[Text segment]:
+ + +

# Tissot Tissonic Lands!



## zenomega (Oct 15, 2010)

This landed with me a few days back and Ive got to say its the best looking tuning fork that Ive had and this one is going to be with me a while, wont say its a keeper because every time I say that something better comes up! but its definately in the driving seat! Came with a crummy plastic strap on so put this old spiedel expander on it and gave it a bit of a clean. Looking better already I think.


----------



## Barryboy (Mar 21, 2006)

I love the dial on this one. Have you thought of putting it on a blue leather strap?

Rob


----------



## zenomega (Oct 15, 2010)

Barryboy said:


> I love the dial on this one. Have you thought of putting it on a blue leather strap?
> 
> Rob


I would like to see pics of it with a blue strap or any others searching the web for pics now! wonder if you can get black with blue stitching!


----------



## Who. Me? (Jan 12, 2007)

Hadley Roma MS893 comes in black with a blue stitched version...










Hard to get in the UK though. I buy from the US.


----------



## zenomega (Oct 15, 2010)

Who. Me? said:


> Hadley Roma MS893 comes in black with a blue stitched version...
> 
> 
> 
> ...


Yes thats nice something like that could be good! any wrist shots?


----------



## Who. Me? (Jan 12, 2007)

1250banditman said:


> Yes thats nice something like that could be good! any wrist shots?


Kinky! Sorry, no wrist shots and the house is a bit in disarray at the moment as we're doing renovations, so I'm not sure if I'll be able to upload any soon (the above is an old one from my photobucket album).

+ + +

[Listed records]:
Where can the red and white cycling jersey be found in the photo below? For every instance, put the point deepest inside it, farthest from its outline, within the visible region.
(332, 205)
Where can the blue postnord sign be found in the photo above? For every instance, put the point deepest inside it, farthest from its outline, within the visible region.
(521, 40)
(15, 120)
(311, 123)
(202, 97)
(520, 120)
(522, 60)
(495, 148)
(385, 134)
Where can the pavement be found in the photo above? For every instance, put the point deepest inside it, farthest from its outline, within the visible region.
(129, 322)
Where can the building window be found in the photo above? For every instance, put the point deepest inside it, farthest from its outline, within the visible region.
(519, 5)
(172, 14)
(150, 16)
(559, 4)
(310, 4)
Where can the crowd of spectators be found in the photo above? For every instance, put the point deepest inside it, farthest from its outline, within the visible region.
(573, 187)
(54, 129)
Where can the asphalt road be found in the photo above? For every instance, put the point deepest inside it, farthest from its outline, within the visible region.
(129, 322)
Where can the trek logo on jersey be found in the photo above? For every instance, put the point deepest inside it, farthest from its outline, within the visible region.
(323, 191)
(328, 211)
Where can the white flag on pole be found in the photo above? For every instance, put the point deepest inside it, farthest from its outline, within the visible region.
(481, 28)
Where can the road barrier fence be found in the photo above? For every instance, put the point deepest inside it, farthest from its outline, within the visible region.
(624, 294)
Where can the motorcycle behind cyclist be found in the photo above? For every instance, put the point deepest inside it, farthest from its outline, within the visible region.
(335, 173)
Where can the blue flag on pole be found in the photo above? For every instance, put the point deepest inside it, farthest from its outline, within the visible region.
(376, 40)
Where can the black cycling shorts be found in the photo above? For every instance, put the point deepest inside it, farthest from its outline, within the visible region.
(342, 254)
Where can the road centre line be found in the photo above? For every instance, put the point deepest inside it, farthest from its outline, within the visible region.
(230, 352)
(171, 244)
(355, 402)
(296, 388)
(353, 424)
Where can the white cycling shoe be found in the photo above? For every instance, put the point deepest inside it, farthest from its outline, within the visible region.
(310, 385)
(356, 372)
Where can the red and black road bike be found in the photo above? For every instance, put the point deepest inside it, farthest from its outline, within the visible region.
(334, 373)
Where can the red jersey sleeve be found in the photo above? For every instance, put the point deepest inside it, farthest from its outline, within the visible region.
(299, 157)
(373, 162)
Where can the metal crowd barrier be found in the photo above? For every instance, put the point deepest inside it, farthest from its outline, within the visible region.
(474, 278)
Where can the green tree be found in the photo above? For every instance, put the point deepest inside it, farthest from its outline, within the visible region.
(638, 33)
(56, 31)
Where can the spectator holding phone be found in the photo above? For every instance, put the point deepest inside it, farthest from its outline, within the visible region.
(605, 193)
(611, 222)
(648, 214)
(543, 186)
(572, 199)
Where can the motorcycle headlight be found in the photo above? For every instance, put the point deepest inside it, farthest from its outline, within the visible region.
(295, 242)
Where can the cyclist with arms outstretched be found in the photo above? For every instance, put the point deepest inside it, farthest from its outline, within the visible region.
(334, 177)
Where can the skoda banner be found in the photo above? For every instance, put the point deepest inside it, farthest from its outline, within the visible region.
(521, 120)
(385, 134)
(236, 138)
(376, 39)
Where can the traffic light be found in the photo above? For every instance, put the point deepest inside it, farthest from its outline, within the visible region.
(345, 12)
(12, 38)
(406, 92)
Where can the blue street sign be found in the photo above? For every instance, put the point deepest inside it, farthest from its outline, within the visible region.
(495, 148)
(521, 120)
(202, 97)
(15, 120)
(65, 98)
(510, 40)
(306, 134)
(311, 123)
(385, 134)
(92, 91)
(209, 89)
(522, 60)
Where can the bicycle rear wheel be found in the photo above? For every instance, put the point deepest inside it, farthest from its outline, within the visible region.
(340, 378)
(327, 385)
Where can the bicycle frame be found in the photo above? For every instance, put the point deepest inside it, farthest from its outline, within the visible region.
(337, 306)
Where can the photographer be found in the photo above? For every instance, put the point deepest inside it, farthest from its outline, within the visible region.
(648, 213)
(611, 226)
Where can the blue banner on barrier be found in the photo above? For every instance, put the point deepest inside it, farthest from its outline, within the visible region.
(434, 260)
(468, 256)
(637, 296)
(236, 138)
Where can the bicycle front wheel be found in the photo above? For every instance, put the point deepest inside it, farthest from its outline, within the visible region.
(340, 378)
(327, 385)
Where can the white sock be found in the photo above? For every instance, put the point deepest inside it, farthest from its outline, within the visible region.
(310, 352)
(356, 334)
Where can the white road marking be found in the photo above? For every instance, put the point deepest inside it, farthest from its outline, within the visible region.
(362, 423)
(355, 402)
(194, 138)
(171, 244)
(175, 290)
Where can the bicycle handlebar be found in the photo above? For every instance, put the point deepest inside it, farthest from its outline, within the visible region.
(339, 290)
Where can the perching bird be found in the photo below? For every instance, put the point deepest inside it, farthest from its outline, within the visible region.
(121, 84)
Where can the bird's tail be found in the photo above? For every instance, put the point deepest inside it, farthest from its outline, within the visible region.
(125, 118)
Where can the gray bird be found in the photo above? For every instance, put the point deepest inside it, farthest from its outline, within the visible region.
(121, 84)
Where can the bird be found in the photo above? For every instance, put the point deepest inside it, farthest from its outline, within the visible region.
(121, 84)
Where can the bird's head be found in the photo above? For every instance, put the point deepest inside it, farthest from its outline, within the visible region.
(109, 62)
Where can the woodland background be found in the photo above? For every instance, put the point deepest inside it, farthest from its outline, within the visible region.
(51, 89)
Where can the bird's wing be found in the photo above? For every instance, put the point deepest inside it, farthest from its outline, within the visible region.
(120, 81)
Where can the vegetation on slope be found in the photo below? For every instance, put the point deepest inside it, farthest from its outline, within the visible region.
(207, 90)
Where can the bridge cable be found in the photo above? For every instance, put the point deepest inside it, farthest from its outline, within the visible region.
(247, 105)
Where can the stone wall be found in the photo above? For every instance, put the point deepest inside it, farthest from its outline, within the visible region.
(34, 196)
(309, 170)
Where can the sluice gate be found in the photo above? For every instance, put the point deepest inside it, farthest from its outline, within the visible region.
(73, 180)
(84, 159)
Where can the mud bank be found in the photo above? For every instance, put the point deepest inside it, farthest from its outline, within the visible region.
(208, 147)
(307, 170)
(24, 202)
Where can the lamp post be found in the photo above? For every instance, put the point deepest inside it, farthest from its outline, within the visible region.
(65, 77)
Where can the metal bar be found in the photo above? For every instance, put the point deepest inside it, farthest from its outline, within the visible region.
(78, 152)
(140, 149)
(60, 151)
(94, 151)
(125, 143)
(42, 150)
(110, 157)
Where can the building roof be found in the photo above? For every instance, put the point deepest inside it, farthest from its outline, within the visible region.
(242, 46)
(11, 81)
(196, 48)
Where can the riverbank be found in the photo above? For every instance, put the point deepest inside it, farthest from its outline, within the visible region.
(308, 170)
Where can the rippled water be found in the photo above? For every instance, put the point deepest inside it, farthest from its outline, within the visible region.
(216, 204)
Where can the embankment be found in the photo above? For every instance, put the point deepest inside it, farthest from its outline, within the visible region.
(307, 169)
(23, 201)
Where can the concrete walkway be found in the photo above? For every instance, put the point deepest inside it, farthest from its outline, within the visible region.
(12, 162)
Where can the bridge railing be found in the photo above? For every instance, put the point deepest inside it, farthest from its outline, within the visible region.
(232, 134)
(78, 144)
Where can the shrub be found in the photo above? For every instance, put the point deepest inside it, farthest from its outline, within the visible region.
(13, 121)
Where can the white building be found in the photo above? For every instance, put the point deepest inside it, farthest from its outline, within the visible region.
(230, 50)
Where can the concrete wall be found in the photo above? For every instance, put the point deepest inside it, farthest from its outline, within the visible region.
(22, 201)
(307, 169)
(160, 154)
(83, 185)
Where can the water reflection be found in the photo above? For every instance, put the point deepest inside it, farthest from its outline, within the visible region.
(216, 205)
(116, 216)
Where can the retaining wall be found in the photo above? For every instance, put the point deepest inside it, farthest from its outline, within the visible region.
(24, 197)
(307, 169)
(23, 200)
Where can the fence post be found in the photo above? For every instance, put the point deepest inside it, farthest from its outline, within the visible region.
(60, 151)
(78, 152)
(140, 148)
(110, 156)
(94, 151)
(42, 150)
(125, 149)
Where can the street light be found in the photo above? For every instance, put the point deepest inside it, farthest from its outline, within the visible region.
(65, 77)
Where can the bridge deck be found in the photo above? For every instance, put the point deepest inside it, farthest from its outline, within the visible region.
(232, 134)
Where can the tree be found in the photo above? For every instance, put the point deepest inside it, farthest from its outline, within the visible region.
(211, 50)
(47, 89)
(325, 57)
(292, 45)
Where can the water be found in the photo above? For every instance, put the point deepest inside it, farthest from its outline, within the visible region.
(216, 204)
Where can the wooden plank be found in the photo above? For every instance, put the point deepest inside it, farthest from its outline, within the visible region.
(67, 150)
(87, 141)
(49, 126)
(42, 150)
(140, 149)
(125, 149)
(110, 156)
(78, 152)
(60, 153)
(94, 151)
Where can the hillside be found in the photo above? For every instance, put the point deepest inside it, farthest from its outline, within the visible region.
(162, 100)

+ + +

[Problem 1]: In the forum thread about the Tissot Tissonic, which strap model is said to come in black with blue stitching?
[Problem 2]: Return the part of the Tissot Tissonic forum thread starting with "This landed with" and going on through "(Mar 21, 2006)".
[Problem 3]: Resume the Tissot Tissonic forum thread from the point where it stops.

[Task output 1]: The Hadley Roma MS893.

[Task output 2]:
This landed with me a few days back and Ive got to say its the best looking tuning fork that Ive had and this one is going to be with me a while, wont say its a keeper because every time I say that something better comes up! but its definately in the driving seat! Came with a crummy plastic strap on so put this old spiedel expander on it and gave it a bit of a clean. Looking better already I think.


----------



## Barryboy (Mar 21, 2006)

[Task output 3]:
----------



## pg tips (May 16, 2003)

I bought one from Des a few weeks ago, I must admit except when I'm at work it's not been off my wrist since! Just love it.

Picture is Gary's


----------



## pg tips (May 16, 2003)

just noticed yours doesn't have the f300 on the dial


----------



## zenomega (Oct 15, 2010)

I noticed that too! apparently some had it and others didnt, Ive seen pics with and without! Its certainly a nice size watch some of the pictures dont put this across but its quite a chunky beasty


----------



## Silver Hawk (Dec 2, 2003)

I've got two of the "*red*" versions:


----------



## zenomega (Oct 15, 2010)

Silver Hawk said:


> I've got two of the "*red*" versions:


The mesh bracelet goes well with the square one Paul! very nice.

Just hope I can hold on to mine as Im negotiating another sale for something else yet again


----------



## Moustachio (Feb 3, 2011)

awesome watches fella's...

...off to find one!


----------



## alg59 (Mar 4, 2011)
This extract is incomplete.